YOUR TASKS:
**A.** Please say whether each statement agrees with the court opinion, answering yes or no and quoting the deciding words: (i) Peoples merged with United on September 13, 1966. (ii) United was refused a certificate of authority to do business in Pennsylvania. (iii) The opinion considers five appeals.
**B.** Swap "four appeals" for "several appeals" and write out the court opinion from "We have for" to "Utilities, Inc. (United).".
**C.** For which years did the tax services list United as not subject to the four-mill personal property tax, according to the court opinion?

United Utilities, Inc. Stockholders Tax Appeals

7 Pa. Commw. 106 | Pa. Commw. Ct. | 1972

Lead Opinion

Opinion by

Judge Mencer,

We have for our consideration four appeals involving assessments of taxes by the Butler County Commissioners relative to the ownership by the appellants of stock of United Utilities, Inc. (United).

On September 13, 1966, the Peoples Telephone Company of Butler (Peoples) merged with United, and the stockholders of Peoples received stock of United in exchange for their stock of Peoples. At the time of the merger, United applied for and was granted a certificate of authority to do business in the Commonwealth of Pennsylvania. Thereafter, six widely distributed tax services1 listed United for the years 1967, 1968 and 1969 as not subject to the four-mill personal property tax imposed by the Act of June 17,1913, P. L. 507, §1, as amended, 72 P.S. §4821.

INFORMATION SHOWN:
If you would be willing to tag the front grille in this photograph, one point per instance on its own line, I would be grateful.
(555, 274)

WRITTEN ANSWERS:
**A.**
(i) Yes: "On September 13, 1966, the Peoples Telephone Company of Butler (Peoples) merged with United"
(ii) No: "United applied for and was granted a certificate of authority to do business in the Commonwealth of Pennsylvania"
(iii) No: "We have for our consideration four appeals"

**B.**
We have for our consideration several appeals involving assessments of taxes by the Butler County Commissioners relative to the ownership by the appellants of stock of United Utilities, Inc. (United).

**C.** 1967, 1968 and 1969.